WHAT TO WORK ON: Write out, please, the lines from the beginning of the material to the line with "positive clicks: (172, 197)", including both ends and nothing else.
☆ ☆ ☆ ☆ ☆ ☆ ☆
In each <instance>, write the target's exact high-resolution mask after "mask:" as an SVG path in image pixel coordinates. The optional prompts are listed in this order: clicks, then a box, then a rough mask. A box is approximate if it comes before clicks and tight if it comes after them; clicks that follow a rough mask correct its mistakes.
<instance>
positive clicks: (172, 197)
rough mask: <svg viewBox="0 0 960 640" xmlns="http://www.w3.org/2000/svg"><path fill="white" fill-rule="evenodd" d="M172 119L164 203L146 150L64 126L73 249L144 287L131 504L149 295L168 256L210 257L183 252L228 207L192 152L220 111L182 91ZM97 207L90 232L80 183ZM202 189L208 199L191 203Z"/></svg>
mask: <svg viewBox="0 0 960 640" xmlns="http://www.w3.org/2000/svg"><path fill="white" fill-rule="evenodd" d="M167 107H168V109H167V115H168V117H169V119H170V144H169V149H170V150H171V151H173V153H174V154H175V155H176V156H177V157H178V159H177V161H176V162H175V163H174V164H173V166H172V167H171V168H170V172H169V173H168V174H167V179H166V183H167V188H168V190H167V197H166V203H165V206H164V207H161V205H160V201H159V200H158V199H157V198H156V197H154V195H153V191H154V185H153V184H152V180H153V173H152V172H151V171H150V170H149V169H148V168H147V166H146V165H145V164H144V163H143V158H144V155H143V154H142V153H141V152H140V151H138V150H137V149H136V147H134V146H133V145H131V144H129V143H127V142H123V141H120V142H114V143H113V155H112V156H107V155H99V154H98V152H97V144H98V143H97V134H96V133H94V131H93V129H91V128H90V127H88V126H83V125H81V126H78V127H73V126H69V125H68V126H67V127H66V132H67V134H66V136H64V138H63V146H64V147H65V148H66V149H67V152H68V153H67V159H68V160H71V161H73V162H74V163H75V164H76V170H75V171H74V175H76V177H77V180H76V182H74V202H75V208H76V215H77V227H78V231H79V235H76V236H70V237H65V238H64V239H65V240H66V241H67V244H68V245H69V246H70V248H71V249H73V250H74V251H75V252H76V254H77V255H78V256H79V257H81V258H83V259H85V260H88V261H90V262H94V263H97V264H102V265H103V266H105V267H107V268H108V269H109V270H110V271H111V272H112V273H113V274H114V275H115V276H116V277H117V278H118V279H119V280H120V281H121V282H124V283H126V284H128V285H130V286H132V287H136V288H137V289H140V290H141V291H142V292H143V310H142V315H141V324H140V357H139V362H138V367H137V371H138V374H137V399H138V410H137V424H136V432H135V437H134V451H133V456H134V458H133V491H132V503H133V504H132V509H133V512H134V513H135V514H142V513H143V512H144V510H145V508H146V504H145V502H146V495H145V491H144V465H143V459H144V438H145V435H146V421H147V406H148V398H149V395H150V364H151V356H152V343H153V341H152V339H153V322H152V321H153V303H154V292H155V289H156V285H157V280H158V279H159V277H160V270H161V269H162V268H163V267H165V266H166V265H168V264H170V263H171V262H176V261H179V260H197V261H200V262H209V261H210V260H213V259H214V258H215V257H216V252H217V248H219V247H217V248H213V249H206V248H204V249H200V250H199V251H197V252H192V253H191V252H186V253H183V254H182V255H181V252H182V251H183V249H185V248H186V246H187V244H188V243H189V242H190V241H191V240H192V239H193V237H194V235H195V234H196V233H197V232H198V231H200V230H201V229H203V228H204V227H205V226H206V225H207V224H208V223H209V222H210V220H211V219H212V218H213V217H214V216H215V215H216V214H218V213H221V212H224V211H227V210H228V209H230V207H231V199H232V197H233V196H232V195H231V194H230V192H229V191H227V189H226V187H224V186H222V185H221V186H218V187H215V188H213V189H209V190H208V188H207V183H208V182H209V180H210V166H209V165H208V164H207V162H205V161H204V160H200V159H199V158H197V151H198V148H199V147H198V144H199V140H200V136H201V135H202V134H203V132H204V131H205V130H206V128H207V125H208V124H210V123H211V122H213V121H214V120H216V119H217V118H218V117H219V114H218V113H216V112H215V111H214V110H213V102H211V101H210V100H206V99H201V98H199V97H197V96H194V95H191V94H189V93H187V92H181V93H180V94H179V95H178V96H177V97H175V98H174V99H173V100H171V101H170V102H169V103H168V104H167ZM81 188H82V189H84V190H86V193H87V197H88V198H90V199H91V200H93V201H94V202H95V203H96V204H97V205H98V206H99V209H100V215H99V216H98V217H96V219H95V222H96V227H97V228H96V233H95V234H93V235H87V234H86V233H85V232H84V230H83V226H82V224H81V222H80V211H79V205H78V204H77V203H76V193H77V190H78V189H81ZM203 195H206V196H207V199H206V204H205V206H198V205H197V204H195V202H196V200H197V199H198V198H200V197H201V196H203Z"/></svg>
☆ ☆ ☆ ☆ ☆ ☆ ☆
TASK ANSWER:
In each <instance>, write the target's exact high-resolution mask after "mask:" as an SVG path in image pixel coordinates. The optional prompts are listed in this order: clicks, then a box, then a rough mask. A box is approximate if it comes before clicks and tight if it comes after them; clicks that follow a rough mask correct its mistakes.
<instance>
positive clicks: (172, 197)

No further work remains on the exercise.